* **ATIVIDADES**
A. Passe para o inglês esta frase do texto sobre emissões otoacústicas: "O registro das emissões otoacústicas evocadas é o mais novo método para detecção de alterações auditivas de origem coclear."
B. De acordo com o texto sobre emissões otoacústicas, por que o registro das emissões otoacústicas evocadas dispensa eletrodos? Explique em uma a três frases.
C. Escreva a continuação do texto sobre emissões otoacústicas, começando logo após a última frase apresentada.

* **TEXTO DO EXERCÍCIO**
Carnicelli apud Hood e colaboradores, 1996, citam que a origem das emissões otoacústicas está relacionada à movimentação mecânica ou eletromotilidade das células ciliadas externas, controlada pelas vias eferentes auditivas através do sistema olivococlear.

O registro das emissões otoacústicas evocadas é o mais novo método para detecção de alterações auditivas de origem coclear. Consiste em um método objetivo, relativamente simples, rápido, não invasivo, que dispensa o uso de eletrodos sendo que a captação se dá no canal auditivo por um microfone, podendo ser realizado em qualquer faixa etária (Kemp e colaboradores, 1990).

Gattaz apud Koller e colaboradores (1991) relatam que o estudo das EOAE oferece uma nova possibilidade de serem pesquisadas a fadiga e as alterações auditivas precoces, evidenciando-se uma redução de suas amplitudes ou mesmo a ausência de suas respostas, conforme a duração e a intensidade da exposição ao ruído.

Foi descrito que emissões otoacústicas também podem ser aplicadas em programas de conservação auditiva com a proposta de detecção precoce do prejuízo auditivo causado por exposições ocupacionais (Hotz e colaboradores, 1993; Engdahl e colaboradores, 1996).

Uma das importâncias das EOA é a possibilidade de estudar os aspectos mecânicos da função coclear de forma não invasiva e objetiva, e que independe do potencial de ação neural. Desta maneira, informações objetivas podem ser obtidas, clinicamente, sobre os elementos neurais da cóclea. A maioria das deficiências auditivas, como as induzidas pelo ruído, as de caráter hereditário, têm sua origem nestes elementos. Os demais métodos objetivos, atualmente utilizados na avaliação audiológica clínica, não permitem medir diretamente as respostas destes elementos.

Tem sido mostrado que exposições curtas ao ruído resultam num decréscimo das amplitudes das EOAE, numa alteração de sua composição de freqüências e no aumento de seus limiares (Rossi e colaboradores, 1991; Avan e colaboradores, 1993).

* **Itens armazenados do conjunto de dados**
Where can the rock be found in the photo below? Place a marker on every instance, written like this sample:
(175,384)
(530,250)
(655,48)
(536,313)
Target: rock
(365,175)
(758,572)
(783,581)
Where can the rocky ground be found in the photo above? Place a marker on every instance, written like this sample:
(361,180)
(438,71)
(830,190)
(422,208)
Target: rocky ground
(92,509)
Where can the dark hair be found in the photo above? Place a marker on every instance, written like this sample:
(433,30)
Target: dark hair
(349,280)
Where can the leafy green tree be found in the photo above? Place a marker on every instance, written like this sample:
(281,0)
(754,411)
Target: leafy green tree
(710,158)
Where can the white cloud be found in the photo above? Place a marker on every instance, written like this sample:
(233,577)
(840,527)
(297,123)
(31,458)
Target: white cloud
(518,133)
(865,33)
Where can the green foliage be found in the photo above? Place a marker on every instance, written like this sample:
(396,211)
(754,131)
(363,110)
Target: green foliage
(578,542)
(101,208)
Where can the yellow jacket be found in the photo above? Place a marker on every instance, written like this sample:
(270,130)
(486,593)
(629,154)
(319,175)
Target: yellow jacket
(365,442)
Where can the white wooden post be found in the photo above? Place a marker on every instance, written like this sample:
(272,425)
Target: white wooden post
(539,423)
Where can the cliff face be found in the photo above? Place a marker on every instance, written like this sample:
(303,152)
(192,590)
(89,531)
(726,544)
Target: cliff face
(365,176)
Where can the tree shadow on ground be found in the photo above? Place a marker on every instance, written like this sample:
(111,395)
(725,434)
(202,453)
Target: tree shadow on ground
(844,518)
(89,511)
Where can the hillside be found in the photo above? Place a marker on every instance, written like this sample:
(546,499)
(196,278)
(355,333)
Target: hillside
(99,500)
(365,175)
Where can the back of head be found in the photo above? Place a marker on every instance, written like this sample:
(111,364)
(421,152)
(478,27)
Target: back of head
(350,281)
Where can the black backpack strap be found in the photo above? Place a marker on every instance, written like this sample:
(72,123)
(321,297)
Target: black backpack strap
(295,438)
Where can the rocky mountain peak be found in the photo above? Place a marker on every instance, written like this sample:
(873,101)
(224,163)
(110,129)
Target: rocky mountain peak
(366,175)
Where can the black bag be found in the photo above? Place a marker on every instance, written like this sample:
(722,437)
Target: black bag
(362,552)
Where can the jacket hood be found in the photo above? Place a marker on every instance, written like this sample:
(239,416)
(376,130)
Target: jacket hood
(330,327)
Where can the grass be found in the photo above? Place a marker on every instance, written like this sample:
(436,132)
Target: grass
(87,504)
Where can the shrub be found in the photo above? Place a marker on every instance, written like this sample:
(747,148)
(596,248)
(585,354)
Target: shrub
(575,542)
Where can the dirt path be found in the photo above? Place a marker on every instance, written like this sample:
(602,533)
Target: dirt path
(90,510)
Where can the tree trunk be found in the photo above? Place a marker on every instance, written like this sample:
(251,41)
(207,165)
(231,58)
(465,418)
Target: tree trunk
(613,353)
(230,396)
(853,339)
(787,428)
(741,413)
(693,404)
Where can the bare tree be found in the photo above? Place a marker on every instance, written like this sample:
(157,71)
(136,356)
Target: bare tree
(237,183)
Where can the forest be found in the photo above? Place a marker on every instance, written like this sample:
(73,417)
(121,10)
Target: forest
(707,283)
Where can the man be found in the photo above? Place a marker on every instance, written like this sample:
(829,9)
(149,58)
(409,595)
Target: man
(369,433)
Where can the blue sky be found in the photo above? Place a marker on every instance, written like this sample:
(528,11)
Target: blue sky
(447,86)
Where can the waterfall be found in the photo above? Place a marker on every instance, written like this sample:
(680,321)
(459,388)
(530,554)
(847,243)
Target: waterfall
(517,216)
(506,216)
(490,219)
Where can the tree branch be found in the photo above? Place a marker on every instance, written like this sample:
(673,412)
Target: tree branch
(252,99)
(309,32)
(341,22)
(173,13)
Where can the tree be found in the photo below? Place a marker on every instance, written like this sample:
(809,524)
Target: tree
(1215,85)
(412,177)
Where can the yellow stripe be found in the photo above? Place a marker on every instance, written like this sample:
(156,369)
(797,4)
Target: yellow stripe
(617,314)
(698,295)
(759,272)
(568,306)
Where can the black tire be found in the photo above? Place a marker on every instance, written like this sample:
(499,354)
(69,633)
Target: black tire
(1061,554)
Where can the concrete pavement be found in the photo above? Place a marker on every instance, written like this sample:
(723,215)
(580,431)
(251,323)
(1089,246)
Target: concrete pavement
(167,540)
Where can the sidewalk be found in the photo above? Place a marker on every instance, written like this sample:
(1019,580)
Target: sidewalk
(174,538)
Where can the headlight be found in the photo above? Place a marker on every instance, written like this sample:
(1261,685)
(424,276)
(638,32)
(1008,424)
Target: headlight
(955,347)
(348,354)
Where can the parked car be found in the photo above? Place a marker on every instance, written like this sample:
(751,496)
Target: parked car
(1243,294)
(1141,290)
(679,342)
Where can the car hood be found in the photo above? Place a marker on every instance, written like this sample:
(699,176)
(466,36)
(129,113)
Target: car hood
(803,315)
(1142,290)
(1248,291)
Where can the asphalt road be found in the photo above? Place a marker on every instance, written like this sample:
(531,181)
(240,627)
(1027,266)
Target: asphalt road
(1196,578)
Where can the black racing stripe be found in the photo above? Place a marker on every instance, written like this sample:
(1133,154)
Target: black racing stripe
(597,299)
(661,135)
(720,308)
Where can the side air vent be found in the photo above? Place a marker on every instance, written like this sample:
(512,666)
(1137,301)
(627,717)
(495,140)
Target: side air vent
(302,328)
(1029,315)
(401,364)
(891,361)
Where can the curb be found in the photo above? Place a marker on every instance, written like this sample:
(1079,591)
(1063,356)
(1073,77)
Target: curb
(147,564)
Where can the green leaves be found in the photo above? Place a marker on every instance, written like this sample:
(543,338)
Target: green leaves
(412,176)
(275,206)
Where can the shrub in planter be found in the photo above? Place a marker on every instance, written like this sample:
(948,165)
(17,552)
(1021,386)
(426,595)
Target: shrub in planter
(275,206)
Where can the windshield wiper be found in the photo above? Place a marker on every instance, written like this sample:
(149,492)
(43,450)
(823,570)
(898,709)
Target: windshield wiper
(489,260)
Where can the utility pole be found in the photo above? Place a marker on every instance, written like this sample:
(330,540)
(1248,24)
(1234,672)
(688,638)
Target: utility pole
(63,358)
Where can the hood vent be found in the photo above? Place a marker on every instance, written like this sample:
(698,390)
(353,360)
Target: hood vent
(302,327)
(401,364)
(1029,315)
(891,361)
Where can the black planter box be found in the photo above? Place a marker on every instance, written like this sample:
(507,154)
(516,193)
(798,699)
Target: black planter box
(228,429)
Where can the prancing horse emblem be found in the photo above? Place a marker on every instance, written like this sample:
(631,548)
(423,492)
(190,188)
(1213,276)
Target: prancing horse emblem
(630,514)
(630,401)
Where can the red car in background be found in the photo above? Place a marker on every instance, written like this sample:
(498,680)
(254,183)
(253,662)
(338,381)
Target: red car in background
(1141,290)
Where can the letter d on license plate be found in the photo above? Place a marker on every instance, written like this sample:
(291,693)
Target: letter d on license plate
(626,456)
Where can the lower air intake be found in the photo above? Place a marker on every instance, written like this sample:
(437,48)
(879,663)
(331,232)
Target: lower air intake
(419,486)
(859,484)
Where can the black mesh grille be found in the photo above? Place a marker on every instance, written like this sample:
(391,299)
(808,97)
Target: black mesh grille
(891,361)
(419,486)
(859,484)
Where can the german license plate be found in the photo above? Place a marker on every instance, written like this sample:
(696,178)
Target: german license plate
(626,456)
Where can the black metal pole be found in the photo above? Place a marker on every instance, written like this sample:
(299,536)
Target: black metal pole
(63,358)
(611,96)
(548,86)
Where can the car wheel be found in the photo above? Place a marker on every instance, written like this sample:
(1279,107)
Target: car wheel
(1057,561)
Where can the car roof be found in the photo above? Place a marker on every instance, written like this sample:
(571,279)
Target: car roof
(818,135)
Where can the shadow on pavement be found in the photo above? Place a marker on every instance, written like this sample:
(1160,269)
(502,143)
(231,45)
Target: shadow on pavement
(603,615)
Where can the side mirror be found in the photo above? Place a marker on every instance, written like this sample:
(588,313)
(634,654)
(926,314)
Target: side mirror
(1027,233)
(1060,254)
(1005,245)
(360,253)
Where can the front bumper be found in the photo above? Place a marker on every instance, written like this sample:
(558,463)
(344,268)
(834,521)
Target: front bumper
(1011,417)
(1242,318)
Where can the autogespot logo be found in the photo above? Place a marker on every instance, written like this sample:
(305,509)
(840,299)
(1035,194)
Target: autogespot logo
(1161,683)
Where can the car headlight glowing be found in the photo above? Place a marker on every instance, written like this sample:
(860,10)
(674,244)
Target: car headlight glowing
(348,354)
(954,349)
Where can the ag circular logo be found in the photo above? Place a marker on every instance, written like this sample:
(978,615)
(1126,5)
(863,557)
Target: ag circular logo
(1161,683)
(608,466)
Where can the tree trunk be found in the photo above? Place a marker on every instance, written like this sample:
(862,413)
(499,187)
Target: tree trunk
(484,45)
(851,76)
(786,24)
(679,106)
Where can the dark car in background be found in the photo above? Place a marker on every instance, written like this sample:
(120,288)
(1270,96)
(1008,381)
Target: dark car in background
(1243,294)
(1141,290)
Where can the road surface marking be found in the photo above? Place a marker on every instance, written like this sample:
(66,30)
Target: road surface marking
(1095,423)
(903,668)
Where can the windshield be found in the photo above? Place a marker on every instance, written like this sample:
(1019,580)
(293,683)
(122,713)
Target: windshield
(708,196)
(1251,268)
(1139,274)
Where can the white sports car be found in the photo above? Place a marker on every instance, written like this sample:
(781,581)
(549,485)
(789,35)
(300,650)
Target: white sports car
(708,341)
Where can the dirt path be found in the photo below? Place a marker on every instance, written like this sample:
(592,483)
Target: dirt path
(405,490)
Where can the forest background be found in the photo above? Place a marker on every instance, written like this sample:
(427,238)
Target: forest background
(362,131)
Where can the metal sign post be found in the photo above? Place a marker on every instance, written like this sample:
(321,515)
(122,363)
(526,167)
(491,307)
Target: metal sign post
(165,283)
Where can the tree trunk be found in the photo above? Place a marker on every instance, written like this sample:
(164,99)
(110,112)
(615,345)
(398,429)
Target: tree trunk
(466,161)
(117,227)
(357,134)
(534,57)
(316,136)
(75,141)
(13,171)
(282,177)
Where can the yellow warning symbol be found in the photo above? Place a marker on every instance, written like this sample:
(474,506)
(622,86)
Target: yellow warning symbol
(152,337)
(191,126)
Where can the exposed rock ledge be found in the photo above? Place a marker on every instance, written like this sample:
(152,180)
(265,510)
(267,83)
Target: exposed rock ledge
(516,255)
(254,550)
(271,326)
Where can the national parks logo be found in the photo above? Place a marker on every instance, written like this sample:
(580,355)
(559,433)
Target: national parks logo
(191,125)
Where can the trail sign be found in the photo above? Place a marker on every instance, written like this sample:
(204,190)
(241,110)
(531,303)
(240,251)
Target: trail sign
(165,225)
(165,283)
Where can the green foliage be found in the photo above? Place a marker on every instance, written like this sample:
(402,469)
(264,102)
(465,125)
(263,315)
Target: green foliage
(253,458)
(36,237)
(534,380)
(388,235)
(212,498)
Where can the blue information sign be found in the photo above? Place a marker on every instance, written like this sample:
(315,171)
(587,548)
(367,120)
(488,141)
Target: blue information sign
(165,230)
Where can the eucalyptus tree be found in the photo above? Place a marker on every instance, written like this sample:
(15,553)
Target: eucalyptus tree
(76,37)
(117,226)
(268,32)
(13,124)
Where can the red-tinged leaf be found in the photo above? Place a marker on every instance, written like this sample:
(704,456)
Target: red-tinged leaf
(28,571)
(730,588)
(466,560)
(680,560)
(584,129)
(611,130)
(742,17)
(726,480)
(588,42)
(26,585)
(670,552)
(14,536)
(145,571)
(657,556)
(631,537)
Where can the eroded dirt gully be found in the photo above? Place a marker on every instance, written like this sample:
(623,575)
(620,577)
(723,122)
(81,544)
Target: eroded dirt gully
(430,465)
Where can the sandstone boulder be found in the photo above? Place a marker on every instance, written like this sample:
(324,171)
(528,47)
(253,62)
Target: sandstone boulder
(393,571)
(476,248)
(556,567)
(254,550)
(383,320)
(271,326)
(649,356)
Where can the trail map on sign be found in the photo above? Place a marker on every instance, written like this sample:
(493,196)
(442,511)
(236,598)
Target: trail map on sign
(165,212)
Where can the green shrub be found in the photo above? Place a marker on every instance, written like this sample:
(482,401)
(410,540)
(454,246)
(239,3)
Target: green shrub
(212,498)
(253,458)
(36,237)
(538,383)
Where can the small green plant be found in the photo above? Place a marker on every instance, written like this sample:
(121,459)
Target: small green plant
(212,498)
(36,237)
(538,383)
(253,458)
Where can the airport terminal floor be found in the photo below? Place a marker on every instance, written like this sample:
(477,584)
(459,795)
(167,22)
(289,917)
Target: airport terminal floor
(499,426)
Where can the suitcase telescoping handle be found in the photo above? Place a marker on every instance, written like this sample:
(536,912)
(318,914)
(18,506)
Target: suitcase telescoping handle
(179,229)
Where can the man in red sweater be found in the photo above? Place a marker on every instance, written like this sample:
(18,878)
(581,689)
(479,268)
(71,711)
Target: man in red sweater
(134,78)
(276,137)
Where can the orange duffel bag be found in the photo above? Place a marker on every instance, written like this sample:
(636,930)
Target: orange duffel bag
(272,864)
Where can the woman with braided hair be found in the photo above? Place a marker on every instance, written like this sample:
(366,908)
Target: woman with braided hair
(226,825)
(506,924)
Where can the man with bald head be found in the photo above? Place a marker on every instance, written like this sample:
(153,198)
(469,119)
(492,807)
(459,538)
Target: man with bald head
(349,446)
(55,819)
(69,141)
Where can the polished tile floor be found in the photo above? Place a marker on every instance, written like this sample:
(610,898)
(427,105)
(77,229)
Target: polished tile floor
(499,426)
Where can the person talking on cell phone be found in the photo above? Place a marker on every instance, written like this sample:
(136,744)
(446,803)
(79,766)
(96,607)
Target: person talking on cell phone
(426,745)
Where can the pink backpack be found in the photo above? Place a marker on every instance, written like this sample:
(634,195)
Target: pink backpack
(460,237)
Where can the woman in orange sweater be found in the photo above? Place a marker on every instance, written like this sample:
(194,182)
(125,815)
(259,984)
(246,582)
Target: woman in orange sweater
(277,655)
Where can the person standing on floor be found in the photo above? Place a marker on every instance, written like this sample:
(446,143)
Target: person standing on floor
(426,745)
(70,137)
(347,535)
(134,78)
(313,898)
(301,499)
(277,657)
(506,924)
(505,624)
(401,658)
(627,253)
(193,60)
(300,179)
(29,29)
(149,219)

* **RESPOSTAS DAS ATIVIDADES**
A. The recording of evoked otoacoustic emissions is the newest method for detecting hearing disorders of cochlear origin.

B. O registro dispensa eletrodos porque as emissões são captadas no canal auditivo por um microfone.

C.
Segundo Probst e colaboradores, (1993), EOAPD é considerada pelos autores como ideal para monitorar as alterações cocleares induzidas pelo ruído, devido à sua especificidade de freqüências e a possibilidade de testar freqüências de 4 kHz a 8 kHz.

B. Perda auditiva induzida por ruído (PAIR)

Skellett apud Saunders e colaboradores (1985, 1991), descrevem que exposição a sons induz a mudanças na estrutura e função das vias auditivas. Estas mudanças dependem da duração, intensidade e padrão temporal da exposição. As alterações na função auditiva depois de níveis de sons muito intensos podem ser atribuídas às mudanças mecânicas na estrutura coclear.

Estudos realizados em campo sobre a perda auditiva em ambientes industriais, assim como de pesquisas laboratoriais identificaram quatro fatores importantes, que contribuem para o perigo em potencial do ruído com relação à audição. São eles: (a) nível sonoro total, medido em dB; (b) distribuição espectral (distribuição da energia sonora por freqüência); (c) duração e distribuição do ruído (exposição sonora durante um dia típico de trabalho); e (d) exposição cumulativa ao ruído em dias, semanas ou anos (American Academy of Otolaryngology - Head and Neck Surgery, 1988).

O risco do dano auditivo é maior com a elevação do nível de ruído ou com o aumento do tempo de exposição ao ruído, mas também depende das características do som. Além disso, a sensibilidade ao ruído é exclusivamente dependente do indivíduo.

Os exames audiométricos são a única maneira disponível para detectar a suscetibilidade de um indivíduo ao ruído. Através da comparação dos resultados de exames periódicos, pode se fazer uma estimativa de como o funcionário está sendo afetado pelo ambiente de trabalho ruidoso.

Das alterações que compõem o quadro clínico desta doença profissional, elevações dos limiares auditivos são detectados na audiometria, os traçados apresentam características relativamente constantes e bem definidas, e permitem, em alguns casos, o diagnóstico diferencial com outras patologias auditivas.

O Comitê Nacional de Ruído e Conservação Auditiva (1994) define que a perda auditiva induzida pelo ruído relacionada ao trabalho, diferentemente do trauma acústico, é uma diminuição gradual da acuidade auditiva, decorrente da exposição continuada em níveis elevados de ruído. Apresenta como características principais ser sempre neurossensorial, em razão do dano causado às células do órgão de Corti. O processo de perda auditiva induzida por ruído envolve não somente as células sensoriais, mas também as células de suporte, fibras do nervo e suprimento vascular (Henderson e Hamernik, 1995).

Uma vez instalada, a PAIR é irreversível e quase sempre similar bilateralmente. A perda auditiva raramente progride a profunda, pois, geralmente, não ultrapassa os 40 dBNA nas baixas freqüências e os 75 dBNA nas freqüências altas.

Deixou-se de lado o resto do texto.